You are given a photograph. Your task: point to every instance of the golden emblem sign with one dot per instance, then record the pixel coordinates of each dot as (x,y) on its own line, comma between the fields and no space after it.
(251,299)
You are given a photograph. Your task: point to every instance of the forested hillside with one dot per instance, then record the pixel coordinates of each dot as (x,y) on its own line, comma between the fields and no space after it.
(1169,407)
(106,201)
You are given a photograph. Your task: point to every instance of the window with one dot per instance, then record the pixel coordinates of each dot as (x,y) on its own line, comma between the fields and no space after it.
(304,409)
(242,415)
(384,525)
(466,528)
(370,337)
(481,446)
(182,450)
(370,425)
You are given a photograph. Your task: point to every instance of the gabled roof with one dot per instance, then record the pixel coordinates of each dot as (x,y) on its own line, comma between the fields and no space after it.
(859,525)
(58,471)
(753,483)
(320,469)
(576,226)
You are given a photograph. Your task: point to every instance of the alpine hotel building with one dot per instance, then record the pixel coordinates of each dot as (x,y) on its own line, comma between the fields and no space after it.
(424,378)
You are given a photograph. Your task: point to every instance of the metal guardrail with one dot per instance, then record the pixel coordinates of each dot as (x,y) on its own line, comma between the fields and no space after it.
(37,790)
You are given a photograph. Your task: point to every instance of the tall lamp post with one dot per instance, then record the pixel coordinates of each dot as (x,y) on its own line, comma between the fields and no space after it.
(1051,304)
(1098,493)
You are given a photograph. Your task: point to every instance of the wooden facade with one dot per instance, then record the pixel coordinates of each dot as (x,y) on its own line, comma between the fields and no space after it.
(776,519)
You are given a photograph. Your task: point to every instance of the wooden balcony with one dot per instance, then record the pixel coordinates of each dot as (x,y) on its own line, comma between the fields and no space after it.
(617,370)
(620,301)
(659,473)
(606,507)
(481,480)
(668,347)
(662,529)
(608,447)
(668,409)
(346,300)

------------------------------------------------

-- EXERCISE --
Repeat exactly the lines above, starting with the line that contains "of the alpine" and ending with the last line, both included, and nothing else.

-- OUTPUT --
You are given a photograph. Your task: point to every instance of the alpine hotel building with one dot per instance, then record the pixel coordinates of each dot as (x,y) on its own line, comma between the fields and no space after it.
(424,378)
You are given a photograph. Your task: point to every instance of the metal guardrail with one dot per instance, then record the pixel coordinates of each dot as (x,y) on its own line, comma between the fields and no space after it.
(37,790)
You are given a photograph. Your task: point to every instance of the tall lamp post with one dot per instance, then record the pixel coordinates of each dot as (x,y) on its own line, comma between the fields and no space after it.
(1051,304)
(1098,493)
You are given a photograph. Your task: point to every instance of the wooden facade with one dot per instance, then record the pixel coordinates of each dot as (x,y) on its own line, comma between the fields and no space after it.
(776,519)
You are given a photograph. Your task: point to every instance of the wooden balcony with one dot per instance, then record the pixel coordinates of each dot as (x,y) on its own line, comma between the fields and no space after it.
(617,370)
(620,301)
(659,473)
(606,507)
(481,480)
(668,347)
(662,529)
(608,447)
(668,409)
(346,300)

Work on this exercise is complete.